▸ Problem requirements:
Rewrite every item below as a two-column CSV with the header row text,answer and one row per item. Put the item's text and its answer each in one double-quoted field, and replace line breaks with spaces.

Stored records
========================

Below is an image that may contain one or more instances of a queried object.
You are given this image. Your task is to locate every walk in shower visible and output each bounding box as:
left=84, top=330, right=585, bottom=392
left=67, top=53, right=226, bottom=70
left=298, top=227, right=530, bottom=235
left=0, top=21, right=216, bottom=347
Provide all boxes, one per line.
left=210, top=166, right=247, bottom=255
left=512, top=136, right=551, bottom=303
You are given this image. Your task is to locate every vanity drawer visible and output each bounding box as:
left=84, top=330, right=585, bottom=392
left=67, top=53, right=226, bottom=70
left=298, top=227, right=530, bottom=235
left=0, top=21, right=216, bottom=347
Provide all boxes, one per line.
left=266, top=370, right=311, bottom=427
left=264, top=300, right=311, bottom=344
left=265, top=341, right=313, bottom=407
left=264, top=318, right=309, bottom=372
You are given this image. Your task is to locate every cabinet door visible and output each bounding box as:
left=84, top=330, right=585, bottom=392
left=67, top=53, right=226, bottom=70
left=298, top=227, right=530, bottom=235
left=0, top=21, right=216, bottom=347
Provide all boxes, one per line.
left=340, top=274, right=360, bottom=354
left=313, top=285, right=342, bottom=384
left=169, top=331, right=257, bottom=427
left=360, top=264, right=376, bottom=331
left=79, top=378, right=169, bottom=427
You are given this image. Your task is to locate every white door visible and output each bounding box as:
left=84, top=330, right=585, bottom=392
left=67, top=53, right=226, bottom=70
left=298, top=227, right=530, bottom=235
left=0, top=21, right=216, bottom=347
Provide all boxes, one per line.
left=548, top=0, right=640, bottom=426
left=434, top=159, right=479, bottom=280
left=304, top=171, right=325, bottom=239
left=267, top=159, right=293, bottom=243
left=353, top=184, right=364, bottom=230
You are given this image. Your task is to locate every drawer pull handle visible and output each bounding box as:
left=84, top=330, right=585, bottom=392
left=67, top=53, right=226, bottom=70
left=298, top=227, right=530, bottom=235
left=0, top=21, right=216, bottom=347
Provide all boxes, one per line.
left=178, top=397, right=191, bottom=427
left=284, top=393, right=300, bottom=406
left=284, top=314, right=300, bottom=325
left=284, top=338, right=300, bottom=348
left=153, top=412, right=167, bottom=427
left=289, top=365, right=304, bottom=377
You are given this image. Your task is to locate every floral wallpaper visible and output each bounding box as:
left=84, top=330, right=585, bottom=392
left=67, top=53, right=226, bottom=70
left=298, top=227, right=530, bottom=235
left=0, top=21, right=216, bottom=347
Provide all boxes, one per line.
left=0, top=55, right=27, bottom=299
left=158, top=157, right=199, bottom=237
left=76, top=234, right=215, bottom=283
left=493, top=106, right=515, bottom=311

========================

▸ Exercise answer:
text,answer
"Below is an image that may contain one or more instances of a queried object. You are given this image. Your task is to locate every walk in shower visible and output each bounding box as: left=84, top=330, right=585, bottom=392 left=67, top=53, right=226, bottom=70 left=298, top=227, right=530, bottom=235 left=0, top=21, right=216, bottom=347 Provide all boxes, one per line.","left=210, top=166, right=247, bottom=255 left=512, top=136, right=551, bottom=303"
"You are given this image. Your task is to locate every vanity drawer visible and output each bounding box as: left=84, top=330, right=585, bottom=392 left=67, top=53, right=226, bottom=70 left=298, top=227, right=530, bottom=235 left=0, top=21, right=216, bottom=347 Provide all boxes, one per line.","left=266, top=370, right=311, bottom=427 left=264, top=300, right=311, bottom=344 left=265, top=341, right=313, bottom=407 left=264, top=318, right=309, bottom=372"
"You are given this image. Your task is to locate every cabinet door visible and output each bounding box as: left=84, top=330, right=585, bottom=392 left=67, top=53, right=226, bottom=70 left=298, top=227, right=530, bottom=235 left=0, top=21, right=216, bottom=347 Provide all boxes, one per line.","left=340, top=274, right=360, bottom=354 left=313, top=285, right=342, bottom=384 left=169, top=331, right=257, bottom=427 left=360, top=264, right=376, bottom=331 left=79, top=378, right=169, bottom=427"
"You are given this image. Your task is to locate every white door visible and output each bounding box as: left=84, top=330, right=585, bottom=392 left=67, top=53, right=226, bottom=70 left=298, top=227, right=530, bottom=235 left=0, top=21, right=216, bottom=347 Provide all boxes, one per line.","left=548, top=0, right=640, bottom=426 left=434, top=159, right=479, bottom=280 left=304, top=171, right=325, bottom=239 left=267, top=159, right=293, bottom=243 left=353, top=184, right=364, bottom=230"
"You are given this image. Your task is to locate every drawer pull handle visible and output each bounding box as: left=84, top=330, right=585, bottom=392 left=67, top=53, right=226, bottom=70 left=298, top=227, right=530, bottom=235 left=0, top=21, right=216, bottom=347 Provide all boxes, one per line.","left=178, top=397, right=191, bottom=427 left=284, top=393, right=300, bottom=406 left=284, top=314, right=300, bottom=325 left=284, top=338, right=300, bottom=348 left=153, top=412, right=167, bottom=427 left=289, top=365, right=304, bottom=377"
"You are given this image. Your task is to locate every floral wallpaper visible and output each bounding box as: left=84, top=330, right=585, bottom=392 left=67, top=53, right=226, bottom=70 left=298, top=227, right=530, bottom=235 left=0, top=21, right=216, bottom=347 Provide all boxes, one per line.","left=0, top=55, right=27, bottom=299 left=158, top=157, right=199, bottom=237 left=76, top=234, right=215, bottom=283 left=493, top=106, right=515, bottom=311"